>> begin SOURCE DATA
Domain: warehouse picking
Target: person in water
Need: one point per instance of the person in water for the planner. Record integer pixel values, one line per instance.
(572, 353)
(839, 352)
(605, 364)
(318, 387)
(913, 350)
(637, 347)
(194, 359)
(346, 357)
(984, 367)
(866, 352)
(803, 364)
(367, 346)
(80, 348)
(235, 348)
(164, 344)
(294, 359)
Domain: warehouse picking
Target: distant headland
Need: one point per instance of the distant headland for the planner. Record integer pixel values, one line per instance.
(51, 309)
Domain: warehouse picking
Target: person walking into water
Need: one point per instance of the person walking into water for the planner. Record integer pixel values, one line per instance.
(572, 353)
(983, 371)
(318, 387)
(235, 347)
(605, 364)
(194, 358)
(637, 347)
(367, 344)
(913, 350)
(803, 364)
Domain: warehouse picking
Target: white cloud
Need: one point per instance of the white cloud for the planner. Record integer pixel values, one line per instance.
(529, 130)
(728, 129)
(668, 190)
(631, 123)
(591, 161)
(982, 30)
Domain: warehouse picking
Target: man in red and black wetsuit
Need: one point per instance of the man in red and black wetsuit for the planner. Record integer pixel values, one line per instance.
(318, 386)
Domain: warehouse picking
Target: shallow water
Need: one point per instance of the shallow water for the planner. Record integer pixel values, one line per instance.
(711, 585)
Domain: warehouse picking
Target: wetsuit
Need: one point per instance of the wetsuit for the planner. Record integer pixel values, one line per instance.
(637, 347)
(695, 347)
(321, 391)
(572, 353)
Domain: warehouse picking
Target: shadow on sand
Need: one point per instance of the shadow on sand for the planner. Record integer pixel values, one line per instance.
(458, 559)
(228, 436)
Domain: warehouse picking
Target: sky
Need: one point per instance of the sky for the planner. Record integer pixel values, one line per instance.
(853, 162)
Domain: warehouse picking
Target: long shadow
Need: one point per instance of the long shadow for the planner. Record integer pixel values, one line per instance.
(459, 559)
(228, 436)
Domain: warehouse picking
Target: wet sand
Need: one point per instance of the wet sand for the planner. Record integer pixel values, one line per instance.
>> end SOURCE DATA
INSTRUCTIONS FOR THE TASK: Report each line from the rows above that contains the string "person". Matching is case-sensitive.

WRITTEN ANSWER:
Target: person in water
Need: one point per instance of the person in water for the planner. Record integer pixel values, one line per instance.
Target: person walking into water
Need: one point per instance of the person walking into water for the planner. Record integer pixel values, one line per instance.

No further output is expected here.